13 janv. Ngambézi. — Nasib m’a montré un petit éperon montagneux qui, du royaume de Nkolé à notre gauche, se prolonge vers le N’yanza. À l’extrémité de l’éperon, sur notre droite, s’étend à perte de vue, dans la direction de N’yanza, une plaine bien boisée et marécageuse, parsemée de vastes étangs qui, m’assure-t-on, portaient bateau il y a peu d’années, mais se dessèchent maintenant par degrés, comme le lac Ourigi. Je suis porté à croire que le N’yanza baignait originairement le pied de ces montagnes et s’est trouvé réduit à ses limites actuelles par un abaissement progressif de son niveau.

Ngambézi me frappa d’admiration aussi bien par la propreté, le bon ordre des habitations que par la richesse du sol et la beauté des paysages. Sous ce double rapport, ni le Bengale, ni Zanzibar n’ont rien de mieux à offrir. Un des oncles de Mtésa, épargné par le feu roi Sunna lors de l’avénement de ce dernier, est le possesseur de ce beau fief (voy. p. 336). Son absence me laissa un certain regret, bien que l’espèce d’intendant chargé de le remplacer me logeât dans sa baraza (hutte de réception), et nonobstant force excuses sur les lacunes involontaires de son hospitalité, me gratifiât sans cesse de chèvres, de volailles, de patates douces, d’ignames, de bananes, de cannes à sucre et de maïs. Il y gagna, cela va sans le dire, quelques paquets de verroteries.

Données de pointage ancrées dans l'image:
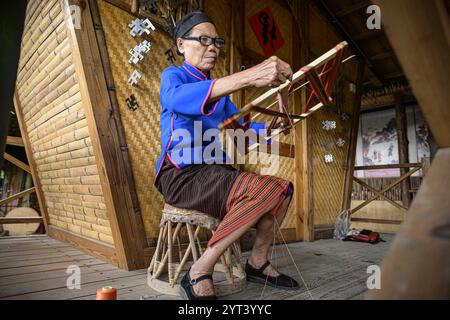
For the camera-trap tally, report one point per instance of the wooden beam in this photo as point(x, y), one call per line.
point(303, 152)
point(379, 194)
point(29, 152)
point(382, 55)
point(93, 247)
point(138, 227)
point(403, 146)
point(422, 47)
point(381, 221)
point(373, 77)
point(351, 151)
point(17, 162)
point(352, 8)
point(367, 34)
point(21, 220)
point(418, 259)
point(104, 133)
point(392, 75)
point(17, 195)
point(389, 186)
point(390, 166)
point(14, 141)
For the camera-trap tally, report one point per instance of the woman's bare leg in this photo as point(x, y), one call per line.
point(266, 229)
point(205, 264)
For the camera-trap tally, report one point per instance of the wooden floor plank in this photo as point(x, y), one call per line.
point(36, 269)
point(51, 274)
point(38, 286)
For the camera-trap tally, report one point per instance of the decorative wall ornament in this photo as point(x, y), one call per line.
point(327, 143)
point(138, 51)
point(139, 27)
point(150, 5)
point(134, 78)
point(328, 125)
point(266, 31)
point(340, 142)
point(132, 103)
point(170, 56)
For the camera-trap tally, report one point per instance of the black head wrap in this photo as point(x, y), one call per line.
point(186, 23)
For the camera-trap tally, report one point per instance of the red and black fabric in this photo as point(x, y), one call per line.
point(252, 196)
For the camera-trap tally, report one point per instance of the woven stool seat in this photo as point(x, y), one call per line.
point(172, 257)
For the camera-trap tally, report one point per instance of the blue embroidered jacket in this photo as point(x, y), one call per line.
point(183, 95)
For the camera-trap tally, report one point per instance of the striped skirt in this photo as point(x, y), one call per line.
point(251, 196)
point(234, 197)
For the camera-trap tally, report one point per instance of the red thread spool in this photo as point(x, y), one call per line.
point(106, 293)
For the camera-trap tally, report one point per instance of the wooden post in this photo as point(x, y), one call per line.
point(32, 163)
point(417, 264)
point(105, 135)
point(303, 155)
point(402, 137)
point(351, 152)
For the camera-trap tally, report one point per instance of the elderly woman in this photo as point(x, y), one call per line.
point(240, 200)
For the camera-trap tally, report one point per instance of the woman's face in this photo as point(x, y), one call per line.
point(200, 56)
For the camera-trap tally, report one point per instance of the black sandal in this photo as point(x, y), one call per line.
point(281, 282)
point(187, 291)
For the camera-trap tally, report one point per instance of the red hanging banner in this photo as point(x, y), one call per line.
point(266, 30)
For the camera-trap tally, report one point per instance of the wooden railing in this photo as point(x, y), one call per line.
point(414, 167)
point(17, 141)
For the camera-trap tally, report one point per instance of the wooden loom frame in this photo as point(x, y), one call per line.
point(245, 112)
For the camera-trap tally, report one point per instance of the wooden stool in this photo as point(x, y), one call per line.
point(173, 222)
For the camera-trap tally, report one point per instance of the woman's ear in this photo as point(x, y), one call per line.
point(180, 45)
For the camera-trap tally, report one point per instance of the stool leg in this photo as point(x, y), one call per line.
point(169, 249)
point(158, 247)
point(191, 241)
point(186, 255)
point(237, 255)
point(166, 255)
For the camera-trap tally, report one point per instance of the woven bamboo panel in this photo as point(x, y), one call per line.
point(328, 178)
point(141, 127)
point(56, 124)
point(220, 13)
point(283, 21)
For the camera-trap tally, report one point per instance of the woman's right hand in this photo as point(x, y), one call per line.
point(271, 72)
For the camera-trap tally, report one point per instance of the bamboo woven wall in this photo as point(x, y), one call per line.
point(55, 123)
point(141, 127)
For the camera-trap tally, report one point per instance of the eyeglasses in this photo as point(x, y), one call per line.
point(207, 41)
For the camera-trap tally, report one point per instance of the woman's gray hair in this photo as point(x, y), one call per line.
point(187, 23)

▶ **Actions demandées**:
1. Résumez en deux phrases le passage sur Ngambézi.
2. D'après le passage sur Ngambézi, les affirmations suivantes sont-elles exactes ? Pour chacune, répondez par oui ou par non et citez les mots du passage qui tranchent.
(a) Les étangs de la plaine s'agrandissent peu à peu.
(b) L'intendant a logé le narrateur dans sa baraza.
(c) Le possesseur du fief était présent lors du passage du narrateur.
3. Poursuivez le passage sur Ngambézi après sa dernière phrase.

▶ **Réponses aux exercices**:
1. Près de Ngambézi, le narrateur observe un éperon montagneux et une plaine marécageuse aux étangs qui se dessèchent, et il suppose que le N'yanza baignait autrefois le pied de ces montagnes avant un abaissement progressif de son niveau. Il admire la propreté, le bon ordre et la richesse de ce fief, qui appartient à un oncle de Mtésa absent, et dont l'intendant le loge et lui offre sans cesse des vivres, en échange de quelques paquets de verroteries.

2.
(a) Non : « se dessèchent maintenant par degrés ».
(b) Oui : « me logeât dans sa baraza (hutte de réception) ».
(c) Non : « Son absence me laissa un certain regret ».

3.
19 janv. Sémizabi. — Nous nous arrêtons chez Isamgévi, un des vouakungu ou délégués de Rumanika. Sa résidence était aussi bien tenue que celle de l’oncle de Mtésa. Mais au lieu d’avoir une baraza devant sa maison, il y avait construit ce qui, selon les notions nègres, équivaut à une église, à savoir un étroit enclos avec trois petites huttes, ainsi mises à part afin de servir aux exercices du culte. Il fit danser devant nous quelques mendiantes (vouishvézi selon les uns, mabandwa selon les autres), qui, bizarrement vêtues de mbugu, couvertes de verroteries, de petites baguettes peintes, nous débitèrent en même temps une chanson comique ; le refrain, pour lequel on interrompait la danse, consistait en une sorte de roucoulement aigu infiniment prolongé. Les fonctions que ces femmes remplissent participent de l’obscurité qui règne chez les nègres en toute matière concernant la religion. Suivant les uns, elles chassent les démons ; suivant les autres, elles préservent du « mauvais œil. » En somme, elles prélèvent une taxe sur ces êtres naïfs qui éprouvent le besoin de s’imposer un sacrifice quelconque pour se concilier une divinité qu’ils ne sauraient définir, mais qu’ils supposent capable d’influer en bien ou en mal sur leurs destinées en ce bas monde.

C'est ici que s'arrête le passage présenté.